▶ [WHAT YOU WILL DO]:
a: List each word for a family member that appears in the sermon passage, giving each only once.
b: Please rewrite the sermon passage from "There are several" to "of the father.", putting "stepparent" wherever "stepmother" appears.

There are several things you learn in verse 1; three things particularly that I want to point out. “It is actually reported that there is immorality among you, and immorality of such a kind as does not exist even among the Gentiles, that someone has his father’s wife.” First of all, does Paul mean that a son is having an intimate relationship with his mother? Well, I have a problem with that if he is. Why didn’t he say mother? He said the wife of the father, the father’s wife. Seems to me he is referring to a stepmother. That is the first thing that you have to look at. It is still incest. Incest, you know, is a sexual sin with members of the family, brother to a sister, or a sister and a father or whatever, however you want to mix it up. It happens within the family. Here it is a stepmother. I believe it is a stepmother, because he says the wife of the father.

▶ [STORED DATA]:
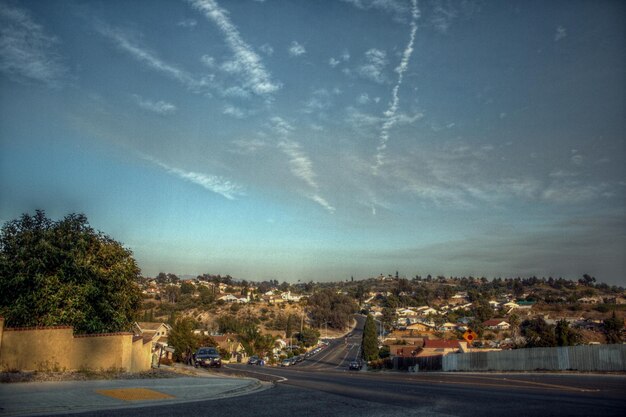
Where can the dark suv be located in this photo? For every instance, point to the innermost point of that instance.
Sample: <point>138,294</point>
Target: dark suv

▶ [RESULTS FOR THE EXERCISE]:
a: father, wife, son, mother, stepmother, brother, sister

b:
There are several things you learn in verse 1; three things particularly that I want to point out. “It is actually reported that there is immorality among you, and immorality of such a kind as does not exist even among the Gentiles, that someone has his father’s wife.” First of all, does Paul mean that a son is having an intimate relationship with his mother? Well, I have a problem with that if he is. Why didn’t he say mother? He said the wife of the father, the father’s wife. Seems to me he is referring to a stepparent. That is the first thing that you have to look at. It is still incest. Incest, you know, is a sexual sin with members of the family, brother to a sister, or a sister and a father or whatever, however you want to mix it up. It happens within the family. Here it is a stepparent. I believe it is a stepparent, because he says the wife of the father.